- REQUIRED TASK -
In the forum thread about a Clausing 100 MK3 split nut, what material did Kylisdad use to make the split nut?

- TEXT EXTRACT -
------------------------------
# Clausing 100 MK 3 split nut.



## Kylisdad (Sep 6, 2013)

I have been resurrecting An old Clausing 100 MK3 for about 8 months now. I have had to make many of the parts I need because they couldn't be be found, or cost more than I paid for the machine. 
One of the last items I am looking for is the split nut, or half nut. The machine did not come with one. Anyone know anywhere I may be able to buy one? I checked with Clausing, and it is no longer available for that machine.... I know it is 3/4 8 acme, Perhaps I would be better off buying a tap and making one? 

Thanks for the help...


----------



## Newmetalmark (Oct 17, 2013)

Theres a fellow on eBay that makes split nuts for lathes, goes by the handle "largevise" . If you need specs on it, Clausing should be able to provide them to you. If not, PM me and maybe I can pull mine out for measurement. Give me an excuse to get to work on mine.


----------



## Kylisdad (Oct 18, 2013)

I did finally get one made out of solid brass salvaged from our scrap bin. I saved enough material to make 3 or 4 more if needed. 

The worst part was reassembling everything enough to get the dimensions I needed. I purchased an acme tap off of ebay. It seems to work OK, but I think I made the actual position of the thread to close to the carriage. Sometime when I get a chance I will modify the program and machine another one.


----------



## 34_40 (Nov 15, 2013)

Not sure if it'll be any help to you now but, I'm taking my apron off to work on the crossfeed clutch and can get some measures if it would help.:thumbsup:


----------
------------------------------
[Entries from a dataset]

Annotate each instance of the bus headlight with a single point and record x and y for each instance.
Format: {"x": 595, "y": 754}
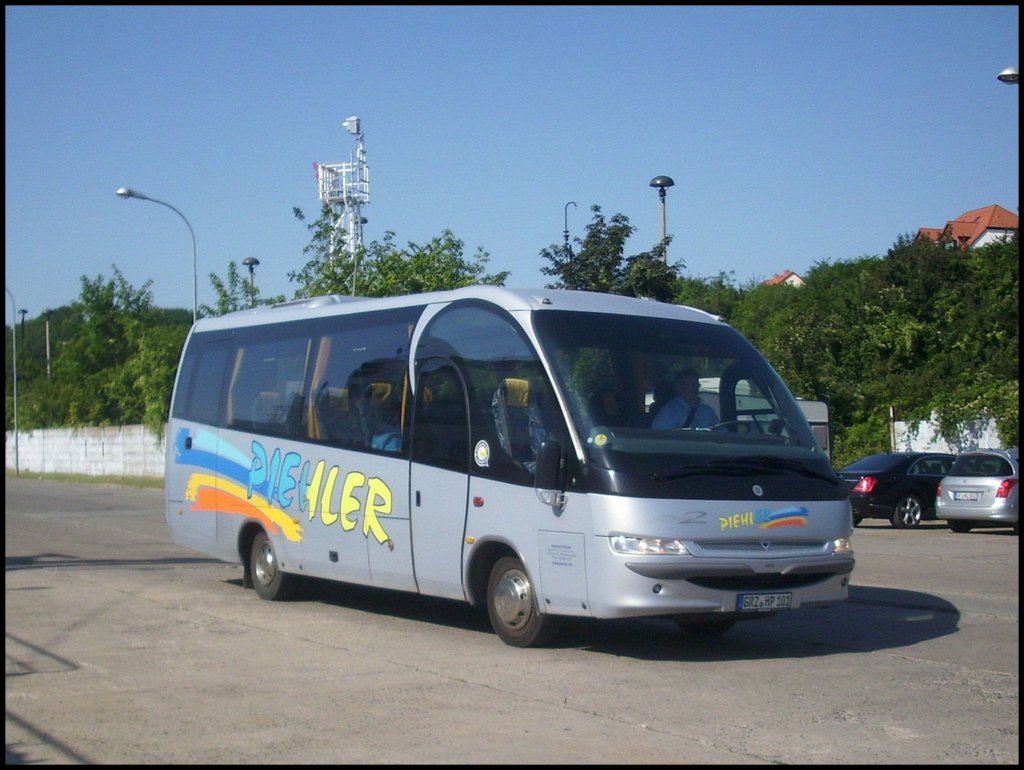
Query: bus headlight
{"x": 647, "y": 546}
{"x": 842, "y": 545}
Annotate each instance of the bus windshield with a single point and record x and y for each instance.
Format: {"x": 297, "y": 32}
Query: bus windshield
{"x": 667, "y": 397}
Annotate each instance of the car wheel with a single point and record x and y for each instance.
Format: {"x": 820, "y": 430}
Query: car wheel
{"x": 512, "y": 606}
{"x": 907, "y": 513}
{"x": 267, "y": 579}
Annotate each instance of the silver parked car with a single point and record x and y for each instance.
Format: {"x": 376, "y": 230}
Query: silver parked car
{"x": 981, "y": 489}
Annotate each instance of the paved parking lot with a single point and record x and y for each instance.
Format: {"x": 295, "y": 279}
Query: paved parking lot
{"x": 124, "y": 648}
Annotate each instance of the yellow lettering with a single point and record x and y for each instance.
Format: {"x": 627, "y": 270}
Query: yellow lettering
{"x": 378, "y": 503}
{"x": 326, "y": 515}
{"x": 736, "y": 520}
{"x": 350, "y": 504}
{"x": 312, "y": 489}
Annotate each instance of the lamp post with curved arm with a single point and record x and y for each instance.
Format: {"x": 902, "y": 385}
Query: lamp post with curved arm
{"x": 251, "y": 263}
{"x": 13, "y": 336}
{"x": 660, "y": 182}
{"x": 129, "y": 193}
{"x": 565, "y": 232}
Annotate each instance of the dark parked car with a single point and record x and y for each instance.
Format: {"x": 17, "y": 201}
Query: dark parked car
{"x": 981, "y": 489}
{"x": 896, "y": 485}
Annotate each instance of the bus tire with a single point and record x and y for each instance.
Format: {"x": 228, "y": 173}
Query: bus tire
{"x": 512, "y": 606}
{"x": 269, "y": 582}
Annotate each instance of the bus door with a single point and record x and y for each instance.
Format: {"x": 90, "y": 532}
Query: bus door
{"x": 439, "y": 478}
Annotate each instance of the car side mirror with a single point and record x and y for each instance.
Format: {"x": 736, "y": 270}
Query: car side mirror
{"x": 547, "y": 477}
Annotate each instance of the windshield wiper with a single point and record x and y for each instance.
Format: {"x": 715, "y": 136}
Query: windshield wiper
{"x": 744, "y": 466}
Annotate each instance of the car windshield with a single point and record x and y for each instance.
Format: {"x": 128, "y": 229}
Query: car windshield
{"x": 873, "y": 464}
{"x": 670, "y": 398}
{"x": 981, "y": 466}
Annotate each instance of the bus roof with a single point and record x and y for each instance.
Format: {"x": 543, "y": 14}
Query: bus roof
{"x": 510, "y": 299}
------------------------------
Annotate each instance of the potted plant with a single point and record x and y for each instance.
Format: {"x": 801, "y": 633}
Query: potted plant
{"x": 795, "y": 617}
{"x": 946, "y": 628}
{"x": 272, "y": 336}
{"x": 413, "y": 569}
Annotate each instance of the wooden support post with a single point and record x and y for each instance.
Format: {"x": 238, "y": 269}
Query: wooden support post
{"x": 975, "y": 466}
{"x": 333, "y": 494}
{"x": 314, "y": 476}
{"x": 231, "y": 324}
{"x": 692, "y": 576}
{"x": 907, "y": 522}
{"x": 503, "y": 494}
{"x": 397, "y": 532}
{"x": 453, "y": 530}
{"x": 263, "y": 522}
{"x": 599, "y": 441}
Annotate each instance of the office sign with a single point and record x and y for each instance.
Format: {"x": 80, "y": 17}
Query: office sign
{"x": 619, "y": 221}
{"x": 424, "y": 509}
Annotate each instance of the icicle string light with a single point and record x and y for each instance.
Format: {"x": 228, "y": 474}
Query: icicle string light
------------------------------
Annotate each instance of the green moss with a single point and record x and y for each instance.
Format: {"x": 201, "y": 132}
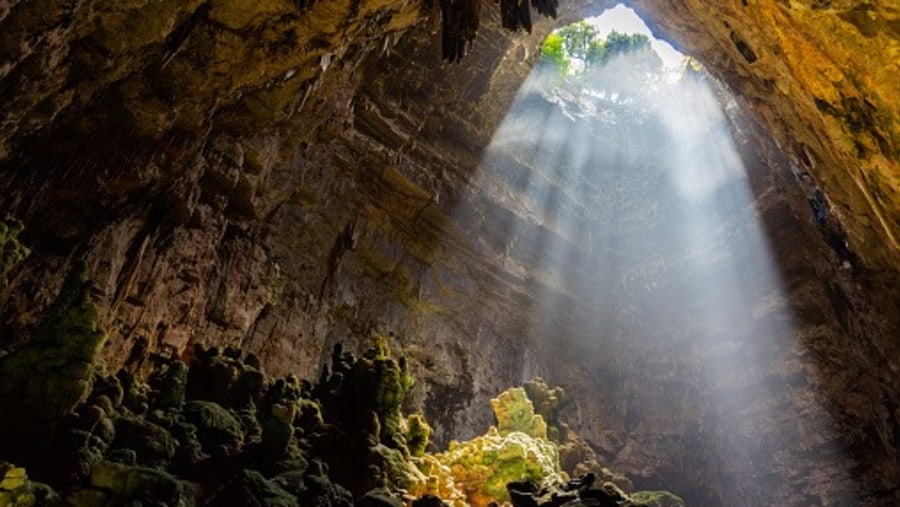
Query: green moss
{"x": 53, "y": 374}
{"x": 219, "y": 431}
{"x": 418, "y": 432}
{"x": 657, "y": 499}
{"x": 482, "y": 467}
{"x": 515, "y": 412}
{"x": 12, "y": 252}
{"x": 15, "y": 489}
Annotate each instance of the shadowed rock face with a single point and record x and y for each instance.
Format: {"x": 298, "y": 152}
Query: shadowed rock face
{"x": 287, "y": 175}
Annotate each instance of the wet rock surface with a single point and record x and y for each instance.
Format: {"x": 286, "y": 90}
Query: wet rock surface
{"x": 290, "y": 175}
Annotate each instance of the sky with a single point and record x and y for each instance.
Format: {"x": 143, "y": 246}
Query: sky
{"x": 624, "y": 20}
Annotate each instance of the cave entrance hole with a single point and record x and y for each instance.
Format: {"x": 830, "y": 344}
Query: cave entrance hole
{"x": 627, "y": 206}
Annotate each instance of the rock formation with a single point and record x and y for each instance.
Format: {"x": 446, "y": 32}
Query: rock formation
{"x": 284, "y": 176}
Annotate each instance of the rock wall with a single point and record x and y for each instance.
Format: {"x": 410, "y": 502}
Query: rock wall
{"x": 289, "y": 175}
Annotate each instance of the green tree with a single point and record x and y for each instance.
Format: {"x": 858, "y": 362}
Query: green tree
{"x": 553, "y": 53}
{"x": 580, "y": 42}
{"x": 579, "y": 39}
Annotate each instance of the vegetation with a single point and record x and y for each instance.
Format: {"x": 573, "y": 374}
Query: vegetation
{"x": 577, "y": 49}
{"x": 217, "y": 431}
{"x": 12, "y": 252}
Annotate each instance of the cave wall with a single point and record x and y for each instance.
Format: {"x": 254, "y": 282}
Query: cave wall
------------------------------
- EXERCISE OUTPUT -
Solid brass salvaged from a scrap bin.